▶ Document section

--- begin ---

And altogether I was 12 months in solitary and the rest of the time with cellmates.
Can you tell me a bit about those cellmates?
What were they there for and what were they like?
There were all kinds of women there,
mostly Iranian
civilians.
Evin is known as Evan University.
It's got the most educated
kind of social elites or professional class
prison population in the country, really.
It's renowned for that.
Everybody from political dissidents and hardline activists to
academics, scholars, judges, lawyers,
people who have fallen afoul of the regime for some reason.
And that might be for security reasons, like myself, they were suspecting I was a spy, but it might also be for all kinds of other things, like political speech or often score settling.
They want to shake you down and take your assets.
They might not like your politics, but you've got all this property they want.
And so they threw you in there and then blackmail your family to get their hands on the property.
So there was all kinds of different reasons.
But as in every prison, you've got good people and bad people.
And part of the challenge is having to share a really small cell with people you don't like or people whose hygiene standards are horrific or people.
In my case, my first cellmate was actually a spy who had been admitted to being a spy and had been arrested for that and had been put in my cell.
to spy on me because she'd done a deal with my captors to kind of flip to their side, I guess.
And part of her mission was to make life hell for me and get as much information out of me as possible.
So that was a pretty terrible experience.
But I did have others who became really close friends of mine, like sisters, and two of them were environmental conservationists.
And they had this completely bonkers case, like really whack stuff, like conspiracy theory territory, where they had been monitoring endangered cheetah and leopard populations in Iran with camera traps and other specialist equipment.
And this was over, you know, hundreds of kilometers of territory in Iran that wasn't densely populated, you know, of that ecosystem.
And the IOGC.
Not a lot of cheaters and leopards in towns.
There's not a lot of cheaters and leopards in it.
I don't even know Iran had cheaters and leopards.
No, I didn't know that either, actually.
There's just 100 or 200 or so left.
They were critically endangered.
And these guys were the only NGO trying to save them.
And they rounded them up, threw them in prison, and accused them of using cheaters and leopards to spy on secret Revolutionary Guard missile facilities.
So total crazy nonsense, you know, that they were using the cheaters to spy on their behalf or something, you know.
Oh, oh, yeah.
Oh, I didn't.
I thought you meant like they were using the sort of the trap cameras as sort of spy cameras, but okay, so they're using the cheaters.
They're using the cheaters.
Trained cheaters, okay.
Yep, they put collars on some of the cheaters, so they that they were spying equipment and they were also, they had cameras planted around.
So, it was total crazy.
And I mean, how are they to know there's IIGC missile facilities under the ground somewhere um so anyway this these are the kinds of cases quite interesting cases but people like that i was imprisoned alongside and most of them were innocent
well i i want to talk about spying because obviously you were not a spy uh
but we've recently in the last little while seen that there are very large numbers of spies, obviously, in Iran.
There is clearly a significant Mossad presence in Iran.
That's what has allowed them to carry off the early stages of this military operation that we've now seen potentially lead to a ceasefire.
We'll see how that goes in the next few days.
So, in a way, they are kind of justified in their paranoia, but do you think that they really thought you were a spy,
or was it about trying to do what they had done to your cellmate and turn you into a spy?

--- end ---

(Image annotation data)
--- begin ---

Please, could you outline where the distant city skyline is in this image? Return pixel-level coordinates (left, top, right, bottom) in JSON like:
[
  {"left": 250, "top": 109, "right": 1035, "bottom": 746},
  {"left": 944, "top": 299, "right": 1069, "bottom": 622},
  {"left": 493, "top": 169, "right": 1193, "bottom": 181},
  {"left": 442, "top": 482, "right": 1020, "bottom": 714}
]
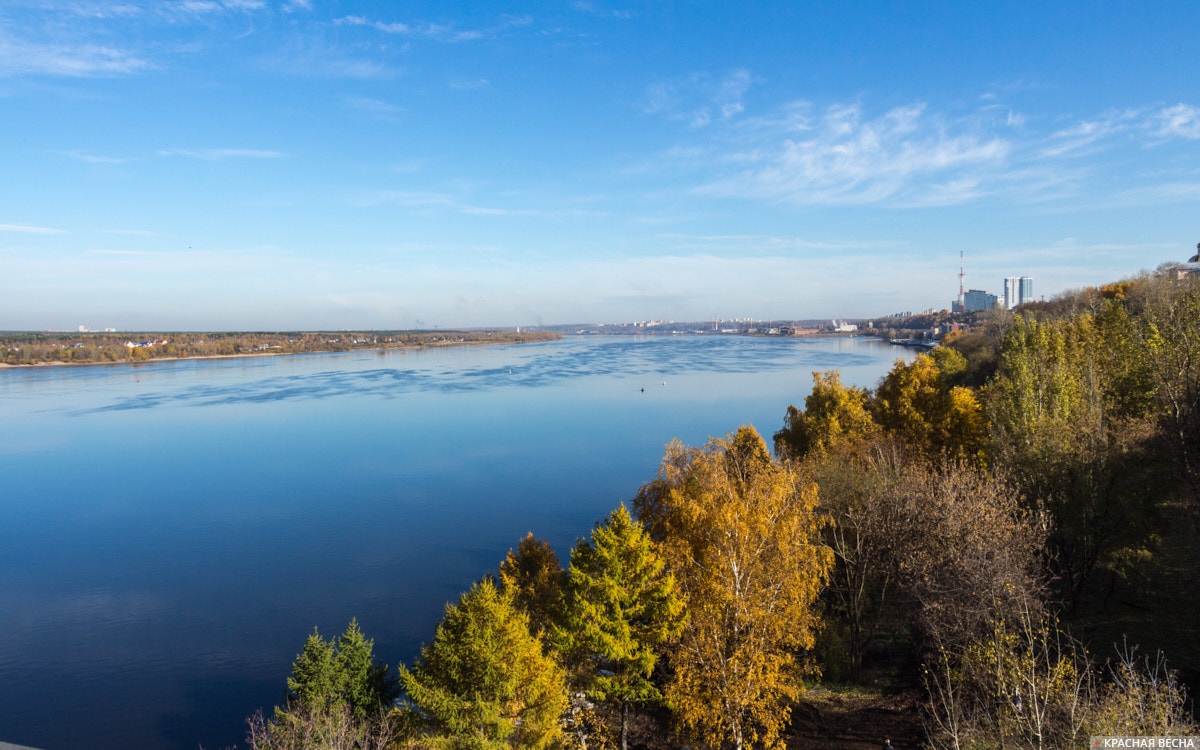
[{"left": 0, "top": 0, "right": 1200, "bottom": 330}]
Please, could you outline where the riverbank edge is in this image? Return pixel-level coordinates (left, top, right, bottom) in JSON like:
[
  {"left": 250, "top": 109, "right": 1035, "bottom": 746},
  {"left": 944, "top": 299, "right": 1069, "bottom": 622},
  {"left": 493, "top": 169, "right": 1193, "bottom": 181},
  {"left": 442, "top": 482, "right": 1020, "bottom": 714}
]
[{"left": 0, "top": 334, "right": 563, "bottom": 369}]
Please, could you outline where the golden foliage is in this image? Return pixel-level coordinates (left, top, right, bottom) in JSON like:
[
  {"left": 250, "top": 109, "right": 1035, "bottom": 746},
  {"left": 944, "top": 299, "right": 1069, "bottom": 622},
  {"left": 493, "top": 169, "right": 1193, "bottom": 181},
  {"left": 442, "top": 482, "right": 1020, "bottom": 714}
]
[{"left": 635, "top": 427, "right": 833, "bottom": 749}]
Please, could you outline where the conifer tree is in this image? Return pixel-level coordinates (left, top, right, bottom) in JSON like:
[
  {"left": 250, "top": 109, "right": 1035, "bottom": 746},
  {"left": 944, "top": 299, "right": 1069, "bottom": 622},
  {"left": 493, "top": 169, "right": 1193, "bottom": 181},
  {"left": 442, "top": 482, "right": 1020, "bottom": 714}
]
[
  {"left": 400, "top": 578, "right": 568, "bottom": 750},
  {"left": 559, "top": 503, "right": 684, "bottom": 750},
  {"left": 276, "top": 619, "right": 398, "bottom": 719}
]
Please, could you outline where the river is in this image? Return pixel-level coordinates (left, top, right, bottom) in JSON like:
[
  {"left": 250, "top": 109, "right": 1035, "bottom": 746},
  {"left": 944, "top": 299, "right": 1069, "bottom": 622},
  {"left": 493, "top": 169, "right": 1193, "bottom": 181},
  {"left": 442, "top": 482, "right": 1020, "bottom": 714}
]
[{"left": 0, "top": 336, "right": 912, "bottom": 750}]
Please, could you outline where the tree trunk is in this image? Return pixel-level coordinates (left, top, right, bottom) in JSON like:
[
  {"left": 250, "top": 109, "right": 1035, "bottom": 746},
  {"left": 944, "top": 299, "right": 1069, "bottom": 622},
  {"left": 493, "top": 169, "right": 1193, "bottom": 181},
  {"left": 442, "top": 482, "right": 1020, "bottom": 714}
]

--- end ---

▶ Requirements
a. Reproduce the stretch of the Evin prison interview from "What were they there" through "for some reason.".
b. Carry the Evin prison interview forward, starting right after its final line.
These entries are a separate body of material from the Evin prison interview.

▶ Replies
a.
What were they there for and what were they like?
There were all kinds of women there,
mostly Iranian
civilians.
Evin is known as Evan University.
It's got the most educated
kind of social elites or professional class
prison population in the country, really.
It's renowned for that.
Everybody from political dissidents and hardline activists to
academics, scholars, judges, lawyers,
people who have fallen afoul of the regime for some reason.

b.
It could be a little bit of both.
You know,
the IRGC is not a monolith.
And the people who arrested me, I think they were one faction.
There was actually two different factions fighting over me.
One faction, which I became aware of quite early on in the piece.
One faction did what you said.
They actually wanted to recruit me.
They saw me as somebody they could leverage and recruit to their side and potentially, I guess, spy for them overseas or, you know, feed information back to them from overseas.
The other faction thought I was a spy and wanted to shake me down for as much info as possible and subject me to horrific treatment so that I would
tell them everything I knew and whatever, and then obviously convict me of that as well.
And the second faction won out in the end, and that's what happened to me.
In the end, I got thrown into prison and that's what happened.
But that other faction did come back maybe a year and a half later after I'd been convicted, after everything had dust had settled elsewhere and approached me again and asked me, hey, now you've been convicted, we can free you from this prison.
We can make a deal with you if you come and work for us.
So it was a little bit of both.
But after my conviction, and I was put through this ridiculous sham trial with a notorious judge in a kangaroo court situation, and I got a 10-year prison sentence.
After I was convicted, they kind of just downloaded that propaganda into their brains and sort of all then started to treat me like I was a bona fide spy, even though the ones who had interrogated me and the ones who'd engaged with me prior to that knew I wasn't a spy.
And
you know, I don't think they took that allegation seriously at all.
But the organization more broadly, once that conviction had happened, decided I am a spy and they treated me as such.
Aaron Powell,
it's not a very sophisticated way of operating.
Were you sort of
throughout that process just kind of going, how are you guys able to run a country?
How are you able to retain power when you are, you know, you have different factions doing different things and
you're believing your own propaganda?
They can't have been particularly impressive to you.
Some of them were just completely incompetent and I would say idiots, like completely uneducated, uninformed.
And it's not surprising because they get those positions on the basis of ideological affiliation and religious affiliation and
most importantly who they know and who they're connected to,
not skills or training or expertise.
And we're talking about the intelligence organization of Iran, you know, of the Revolutionary Guard.
So
they've got two competing intelligence organizations as well, which fight with each other and is a bit confusing too.
But, you know, it's like ASIO or something, but recruiting.
I think, I don't know, I imagine it's hard to become an ASIO officer.
But in Iran, if your uncle's an ASIO officer, he'll just bring you into the fold and you could be a complete dumbass and not know anything about espionage or counter-espionage.
But you know, you pray five times a day and you love the Supreme Leader and you've got a poster of him on the wall of your bedroom.
So you get the job.
And that's kind of how it works.
And this is what happens when you promote incompetent people and reward religious zealotry instead of expertise.
And I think this is why they've been so poor at identifying actual spies and actual informers in their midst, because these people are far more sophisticated.
And, you know,
there's a real corruption there, too, where they need KPIs.
They need to arrest X number of spies in X number of days.
And so they end up rounding up innocent people or score settling with people they don't like for whatever reason, and then claiming that they're spies and then ticking the boxes, saying, Look, I've arrested all of these infiltrators when most of them are probably innocent.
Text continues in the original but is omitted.